• [AIM]:
Can you reproduce the section of the forum thread about a driver's rating that opens with the words containing "Have you tried" and closes with "do that. Thanks."?

• [SUPPLIED PASSAGE]:
· · ·
# My rating JUMPED Up!



## IbedrivinUX (Oct 20, 2014)

Hi, As I have been running during the Drunk Season on the town my rating has been dropping at a painstaking slow rate, (approaching 1150 rides) And I saw today that it went up a .01 like from 4.90 to 4.91(not my actual rating just an example of what I am talking about) I'm excited!


----------



## IbedrivinUX (Oct 20, 2014)

Oh never mund, I just logged on and it is back where it was before it went up!! That was short lived!! I'm wondering who it was that made it go back down? The chick that was stoned and running her chops about everything and was pretty ignorant that I wasn't responding? Or the hair dresser that sat up front and complained about not eating since 10:00 A.M. and then didn't leave a tip? Or who cares who it was.


----------



## BlueRooftop (Oct 15, 2014)

IbedrivinUX said:


> Oh never mund, I just logged on and it is back where it was before it went up!! That was short lived!! I'm wondering who it was that made it go back down? The chick that was stoned and running her chops about everything and was pretty ignorant that I wasn't responding? Or the hair dresser that sat up front and complained about not eating since 10:00 A.M. and then didn't leave a tip? Or who cares who it was.


Awww. I got excited for you. Lol just don't sweat it. I've learned to ask people how they heard about uber. They'll either say they take it all the time, they took it in another city, or they just heard about it. I try to figure out if they are a first time rider. If so, I make sure to explain the rating system and give them a promo code so their ride is free


----------



## IbedrivinUX (Oct 20, 2014)

I know, I'm over 1100 rides, I'm almost to the point of not caring! I know that is a bad attitude but oh well.


----------



## BlueRooftop (Oct 15, 2014)

IbedrivinUX said:


> I know, I'm over 1100 rides, I'm almost to the point of not caring! I know that is a bad attitude but oh well.


Take a break? Cut back if you can?


----------



## IbedrivinUX (Oct 20, 2014)

BlueRooftop said:


> Take a break? Cut back if you can?


Yeah I tried that but it came right back after I got a few attitudes with passengers not tipping and arguing with me about the rating system and all, I am just trying to make it through it... I am looking for something else, We will see. Thank You BRt!


----------



## BlueRooftop (Oct 15, 2014)

IbedrivinUX said:


> Yeah I tried that but it came right back after I got a few attitudes with passengers not tipping and arguing with me about the rating system and all, I am just trying to make it through it... I am looking for something else, We will see. Thank You BRt!


Have you tried going on a few (even short) rides as a pax? I did the other day and picked up some things that as a rider drove me crazy. It was an interesting and different perspective.


----------



## IbedrivinUX (Oct 20, 2014)

I have not! I should do that! I'm working on it! I will do that. Thanks.


----------
· · ·
• [SUPPLIED DATA]:
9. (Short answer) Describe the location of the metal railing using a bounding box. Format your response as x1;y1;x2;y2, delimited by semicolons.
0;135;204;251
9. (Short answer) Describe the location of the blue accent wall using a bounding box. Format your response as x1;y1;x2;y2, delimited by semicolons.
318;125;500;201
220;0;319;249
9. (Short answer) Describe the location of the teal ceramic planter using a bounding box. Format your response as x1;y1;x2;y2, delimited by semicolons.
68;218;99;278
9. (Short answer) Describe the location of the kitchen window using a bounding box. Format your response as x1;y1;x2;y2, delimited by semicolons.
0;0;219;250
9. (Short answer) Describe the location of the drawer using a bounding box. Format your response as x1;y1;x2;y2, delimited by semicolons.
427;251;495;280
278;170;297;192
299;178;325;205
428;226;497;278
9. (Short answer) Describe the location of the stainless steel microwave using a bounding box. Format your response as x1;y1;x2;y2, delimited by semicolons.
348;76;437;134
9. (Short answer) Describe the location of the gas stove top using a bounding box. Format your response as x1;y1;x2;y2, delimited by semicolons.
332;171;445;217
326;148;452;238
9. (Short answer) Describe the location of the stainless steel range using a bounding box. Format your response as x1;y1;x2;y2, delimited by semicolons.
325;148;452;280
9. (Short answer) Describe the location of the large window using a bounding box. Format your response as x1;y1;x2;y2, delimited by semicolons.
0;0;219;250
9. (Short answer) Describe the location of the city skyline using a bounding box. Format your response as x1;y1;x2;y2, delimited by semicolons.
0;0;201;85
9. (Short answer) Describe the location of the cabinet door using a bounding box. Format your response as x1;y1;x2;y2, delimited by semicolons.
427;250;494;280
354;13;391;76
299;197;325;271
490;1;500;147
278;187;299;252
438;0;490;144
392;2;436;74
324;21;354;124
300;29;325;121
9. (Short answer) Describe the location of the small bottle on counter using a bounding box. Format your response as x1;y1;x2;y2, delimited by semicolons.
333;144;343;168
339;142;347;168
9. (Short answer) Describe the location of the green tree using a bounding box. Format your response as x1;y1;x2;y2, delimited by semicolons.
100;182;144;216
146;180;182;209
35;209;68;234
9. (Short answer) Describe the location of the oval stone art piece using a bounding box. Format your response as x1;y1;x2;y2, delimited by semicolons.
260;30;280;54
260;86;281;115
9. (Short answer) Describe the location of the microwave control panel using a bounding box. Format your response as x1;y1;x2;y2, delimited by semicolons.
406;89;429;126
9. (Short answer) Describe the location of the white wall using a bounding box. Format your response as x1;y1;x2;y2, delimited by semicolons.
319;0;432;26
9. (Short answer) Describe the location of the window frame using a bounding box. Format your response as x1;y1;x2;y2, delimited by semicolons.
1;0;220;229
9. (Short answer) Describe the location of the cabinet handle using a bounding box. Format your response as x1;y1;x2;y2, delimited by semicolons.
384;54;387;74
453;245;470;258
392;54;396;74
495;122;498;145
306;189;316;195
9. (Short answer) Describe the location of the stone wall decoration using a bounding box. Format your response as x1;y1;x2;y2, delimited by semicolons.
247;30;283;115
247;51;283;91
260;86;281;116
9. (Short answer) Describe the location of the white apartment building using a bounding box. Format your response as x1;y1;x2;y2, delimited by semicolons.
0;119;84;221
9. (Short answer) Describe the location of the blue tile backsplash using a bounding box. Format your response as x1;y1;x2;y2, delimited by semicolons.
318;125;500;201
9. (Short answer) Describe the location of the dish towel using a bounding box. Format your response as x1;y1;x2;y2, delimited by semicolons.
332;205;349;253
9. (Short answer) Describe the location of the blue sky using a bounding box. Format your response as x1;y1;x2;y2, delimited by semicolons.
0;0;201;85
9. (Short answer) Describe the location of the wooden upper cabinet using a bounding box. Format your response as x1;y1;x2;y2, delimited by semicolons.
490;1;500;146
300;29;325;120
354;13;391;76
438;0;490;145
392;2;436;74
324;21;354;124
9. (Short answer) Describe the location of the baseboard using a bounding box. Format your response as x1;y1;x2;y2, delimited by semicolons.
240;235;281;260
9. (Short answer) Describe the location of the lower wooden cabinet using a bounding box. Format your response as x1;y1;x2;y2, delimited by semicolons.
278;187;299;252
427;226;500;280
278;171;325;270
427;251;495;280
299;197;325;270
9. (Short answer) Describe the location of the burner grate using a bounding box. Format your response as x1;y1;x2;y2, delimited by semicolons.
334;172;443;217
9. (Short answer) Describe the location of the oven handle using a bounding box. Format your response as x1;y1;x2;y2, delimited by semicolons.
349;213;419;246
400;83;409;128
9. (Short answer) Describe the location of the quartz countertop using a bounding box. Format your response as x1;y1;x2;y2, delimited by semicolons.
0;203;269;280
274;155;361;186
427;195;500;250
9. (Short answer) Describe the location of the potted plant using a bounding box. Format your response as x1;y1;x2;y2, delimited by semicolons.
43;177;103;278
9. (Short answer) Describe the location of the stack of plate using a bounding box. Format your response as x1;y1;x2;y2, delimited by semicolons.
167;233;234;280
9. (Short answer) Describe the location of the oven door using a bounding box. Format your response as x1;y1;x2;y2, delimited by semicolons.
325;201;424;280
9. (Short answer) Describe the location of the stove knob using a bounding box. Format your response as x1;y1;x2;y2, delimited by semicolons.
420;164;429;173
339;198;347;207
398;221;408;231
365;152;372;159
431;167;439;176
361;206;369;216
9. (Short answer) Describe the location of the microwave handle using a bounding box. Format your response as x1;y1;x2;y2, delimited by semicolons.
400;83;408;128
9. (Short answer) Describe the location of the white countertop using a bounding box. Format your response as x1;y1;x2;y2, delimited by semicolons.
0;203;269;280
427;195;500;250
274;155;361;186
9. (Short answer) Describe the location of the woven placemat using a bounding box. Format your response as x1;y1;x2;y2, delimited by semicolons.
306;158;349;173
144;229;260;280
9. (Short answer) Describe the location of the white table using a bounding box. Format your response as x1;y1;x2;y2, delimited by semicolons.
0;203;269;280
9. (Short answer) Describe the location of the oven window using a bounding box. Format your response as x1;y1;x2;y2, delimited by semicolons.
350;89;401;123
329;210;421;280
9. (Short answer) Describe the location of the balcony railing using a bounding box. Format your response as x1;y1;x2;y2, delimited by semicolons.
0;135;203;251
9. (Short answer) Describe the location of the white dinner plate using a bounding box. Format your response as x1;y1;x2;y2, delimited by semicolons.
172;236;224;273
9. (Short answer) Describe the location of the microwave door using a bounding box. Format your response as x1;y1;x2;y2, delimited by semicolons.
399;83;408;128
· · ·
• [EXPECTED ANSWER]:
Have you tried going on a few (even short) rides as a pax? I did the other day and picked up some things that as a rider drove me crazy. It was an interesting and different perspective.


----------



## IbedrivinUX (Oct 20, 2014)

I have not! I should do that! I'm working on it! I will do that. Thanks.